**Texto do documento**
05 abril 2010

DEMÉTRIO, O FALSO CZAR

Serão raros os países que se podem orgulhar de ter tido por soberano um genuíno usurpador. Na multimilenar história da China isso aconteceu por algumas vezes. Em Roma, o novo Imperador reclamava-se de um parentesco fictício com o seu antecessor, adoptando os seus nomes de família, mas tratava-se apenas de uma formalidade. Mas na Rússia houve quem se apropriasse do poder e tivesse subido ao trono passando-se por alguém que efectivamente morrera. Teria sido como se, entre nós, um qualquer Dom Sebastião tivesse mesmo aparecido numa certa manhã de nevoeiro… e tivesse mesmo retomado o trono.

Mas, para contar a história como deve ser há que recuar no tempo e ir até ao reinado do czar russo Ivan IV (1530-1584), mais conhecido por Ivan o Terrível (acima). Embora o seu cognome não tenha esse mesmo sentido em russo, Ivan tinha mesmo um mau feitio terrível. Tanto que casou com oito mulheres ao longo da sua vida e, certo dia, numa discussão em que começara por pontapear a nora que estava grávida (e que acabou por abortar…), veio a matar o seu filho e herdeiro Ivan (1554-1581) num ataque de raiva. O que criou um problema de sucessão: Ivan tinha mais dois filhos, mas nenhum preparado para o trono…
O mais velho, Feodor (1557-1598), que se veio a tornar czar em 1584, não tinha perfil nem, apesar do casamento, herdeiros. O mais novo, Demétrio (1582-1591), ainda era um bebé de dois anos quando o pai morreu, além de ser epiléptico. Mas seria o herdeiro do trono no caso do irmão morrer sem descendência. Aí surge a questão das ambições do homem forte por detrás do trono de Feodor, o seu cunhado Boris Godunov (acima). Demétrio fora exilado com sua mãe (de um clã rival aos Godunov) para Uglitch quando em 1591 chegaram à corte as notícias que Demétrio morrera num acidente. Suspeitou-se de Boris Godunov…

Porém, quando Feodor morreu, Boris Godunov (1551-1605) só se tornou czar depois de convocar as Cortes (Zemsky Sobor) que o confirmaram com o direito ao trono. Mas o reinado do czar Boris I foi curto (1598-1605) e turbulento. E é aqui que entra o falso Demétrio… Como se vê pelo mapa abaixo, a grande potência eslava da época ainda não era a Rússia, mas a Polónia que, aliada a um Grão Ducado que se chamava Lituânia mas que era composto maioritariamente por eslavos ocidentais (bielorrussos e ucranianos), dominava a Europa de Leste. E essa Mega-Polónia mostrava ambições expansionistas ainda mais para Leste…
Membros ambiciosos da nobreza polaca nem pensaram duas vezes quando se tratou de apoiar as pretensões de um aventureiro que apareceu por essa época e que pretendia ser Demétrio, o filho sobrevivente de Ivan o Terrível que afinal sobrevivera à tentativa de assassinato em Uglitch. A Rússia, que já estava dividida entre duas facções (pró e anti-Godunov), mais debilitada ficou militarmente com a morte de Boris em Abril de 1605. Dois meses depois disso Demétrio entrava triunfalmente em Moscovo à frente de um exército de descontentes e de polacos, executando o jovem Feodor II (1589-1605), o filho sucessor de Boris.

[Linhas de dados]
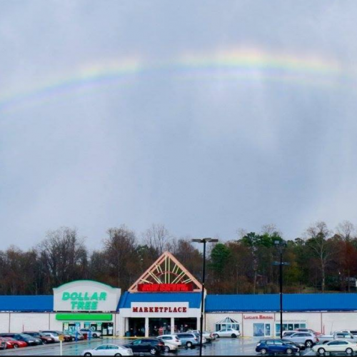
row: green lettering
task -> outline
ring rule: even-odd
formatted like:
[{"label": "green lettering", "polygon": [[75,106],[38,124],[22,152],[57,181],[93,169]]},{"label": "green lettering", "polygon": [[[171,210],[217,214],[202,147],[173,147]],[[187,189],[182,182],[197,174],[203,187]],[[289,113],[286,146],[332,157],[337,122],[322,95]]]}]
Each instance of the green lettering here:
[{"label": "green lettering", "polygon": [[105,301],[106,300],[106,293],[101,293],[99,301]]},{"label": "green lettering", "polygon": [[64,301],[66,301],[67,300],[69,300],[70,298],[71,298],[71,295],[69,294],[69,293],[64,293],[64,294],[62,295],[62,300]]},{"label": "green lettering", "polygon": [[71,300],[72,301],[75,301],[76,300],[78,300],[78,293],[72,293],[71,294]]}]

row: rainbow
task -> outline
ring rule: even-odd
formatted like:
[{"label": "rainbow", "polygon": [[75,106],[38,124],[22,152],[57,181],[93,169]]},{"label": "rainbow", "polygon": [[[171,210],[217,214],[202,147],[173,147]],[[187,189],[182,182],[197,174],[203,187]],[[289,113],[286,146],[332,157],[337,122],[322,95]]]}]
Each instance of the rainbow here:
[{"label": "rainbow", "polygon": [[43,79],[34,86],[0,93],[0,110],[31,101],[41,101],[76,89],[116,83],[156,74],[179,78],[206,77],[235,81],[278,81],[298,86],[334,86],[348,76],[338,64],[318,56],[269,54],[257,49],[187,54],[172,61],[151,63],[139,58],[103,61],[77,68],[70,74]]}]

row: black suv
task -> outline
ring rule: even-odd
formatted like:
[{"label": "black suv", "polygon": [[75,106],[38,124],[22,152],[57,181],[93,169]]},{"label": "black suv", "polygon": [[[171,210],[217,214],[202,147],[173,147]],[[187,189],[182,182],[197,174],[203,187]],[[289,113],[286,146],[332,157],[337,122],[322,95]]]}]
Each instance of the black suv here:
[{"label": "black suv", "polygon": [[133,350],[134,353],[150,353],[151,356],[160,355],[165,350],[165,343],[161,340],[142,338],[135,340],[131,343],[125,345]]},{"label": "black suv", "polygon": [[0,337],[7,337],[16,341],[26,342],[29,346],[42,345],[42,341],[40,338],[36,338],[31,336],[25,333],[0,333]]}]

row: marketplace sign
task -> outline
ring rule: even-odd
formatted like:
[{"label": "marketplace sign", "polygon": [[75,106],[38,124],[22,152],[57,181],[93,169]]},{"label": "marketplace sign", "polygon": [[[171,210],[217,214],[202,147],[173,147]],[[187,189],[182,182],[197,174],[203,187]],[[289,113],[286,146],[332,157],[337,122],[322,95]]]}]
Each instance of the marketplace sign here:
[{"label": "marketplace sign", "polygon": [[189,313],[188,303],[131,303],[133,317],[185,316]]},{"label": "marketplace sign", "polygon": [[54,310],[61,312],[116,311],[121,289],[91,281],[79,281],[54,289]]},{"label": "marketplace sign", "polygon": [[273,320],[273,316],[267,315],[245,315],[244,320]]}]

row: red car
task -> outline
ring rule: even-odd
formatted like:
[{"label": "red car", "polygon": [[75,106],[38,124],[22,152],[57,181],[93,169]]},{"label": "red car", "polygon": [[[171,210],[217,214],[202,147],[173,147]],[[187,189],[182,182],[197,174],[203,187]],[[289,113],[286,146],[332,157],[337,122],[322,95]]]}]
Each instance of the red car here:
[{"label": "red car", "polygon": [[6,343],[6,349],[11,350],[12,348],[23,348],[27,347],[27,343],[22,341],[12,340],[6,337],[0,337],[0,341]]}]

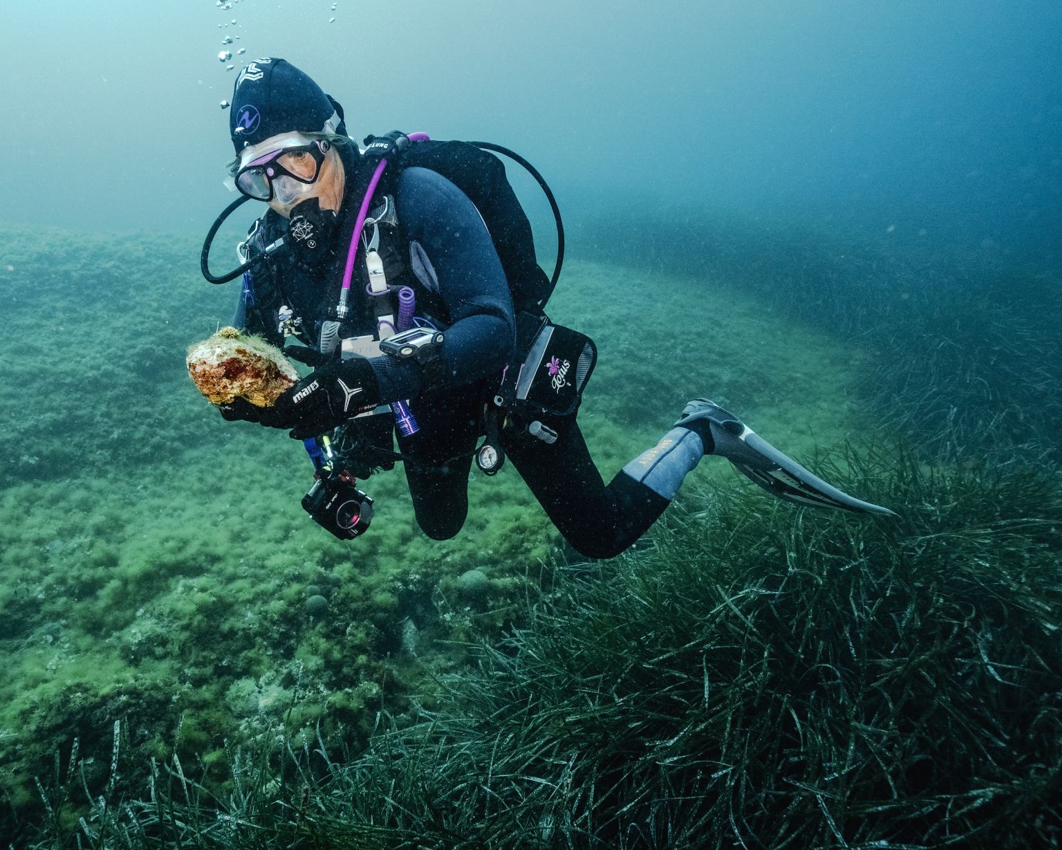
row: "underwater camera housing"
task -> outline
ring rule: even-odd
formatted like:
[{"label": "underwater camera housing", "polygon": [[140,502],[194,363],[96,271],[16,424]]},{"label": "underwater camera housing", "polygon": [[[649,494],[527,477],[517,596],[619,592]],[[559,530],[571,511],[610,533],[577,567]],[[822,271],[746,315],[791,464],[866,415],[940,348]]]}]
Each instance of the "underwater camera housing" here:
[{"label": "underwater camera housing", "polygon": [[303,509],[340,540],[361,537],[373,520],[373,500],[358,490],[354,478],[345,472],[321,471],[303,496]]}]

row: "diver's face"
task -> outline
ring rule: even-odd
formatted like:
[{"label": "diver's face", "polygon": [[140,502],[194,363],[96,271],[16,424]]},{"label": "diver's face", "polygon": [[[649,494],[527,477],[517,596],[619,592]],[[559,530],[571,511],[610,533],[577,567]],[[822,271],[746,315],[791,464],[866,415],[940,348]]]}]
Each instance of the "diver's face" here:
[{"label": "diver's face", "polygon": [[338,211],[343,200],[345,173],[343,162],[333,146],[329,146],[321,160],[312,183],[304,183],[281,176],[273,183],[273,198],[270,208],[284,218],[290,218],[291,210],[311,198],[316,198],[322,209]]}]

**Tarefas a resolver**
a – Como se traduz para inglês esta frase do texto sobre o falso czar: "Porém, quando Feodor morreu, Boris Godunov (1551-1605) só se tornou czar depois de convocar as Cortes (Zemsky Sobor) que o confirmaram com o direito ao trono."?
b – Pode prosseguir o texto sobre o falso czar a partir da última frase apresentada?
O material forma um conjunto à parte.

**Os resultados**
a – However, when Feodor died, Boris Godunov (1551-1605) only became tsar after convening the Cortes (Zemsky Sobor), which confirmed his right to the throne.

b –
Mas Demétrio tinha uma factura a pagar e com ela vinha uma ocidentalização dos costumes que foi um dos aspectos mais importantes nas críticas aos recém-chegados. Demétrio casou com uma princesa polaca, Marina Mniszech (1588-1614), a filha de um dos seus patrocinadores, que não teve de se converter à fé ortodoxa apesar de czarina e que espantou o povo pelos seus fatos à polaca (abaixo), i.e., com a cintura marcada, gola de preguinhas plissadas à volta do pescoço e o cabelo apanhado, descobrindo a cara. Pior, vindos no seu séquito, havia padres jesuítas que celebravam missa no interior do Kremlin – uma blasfémia!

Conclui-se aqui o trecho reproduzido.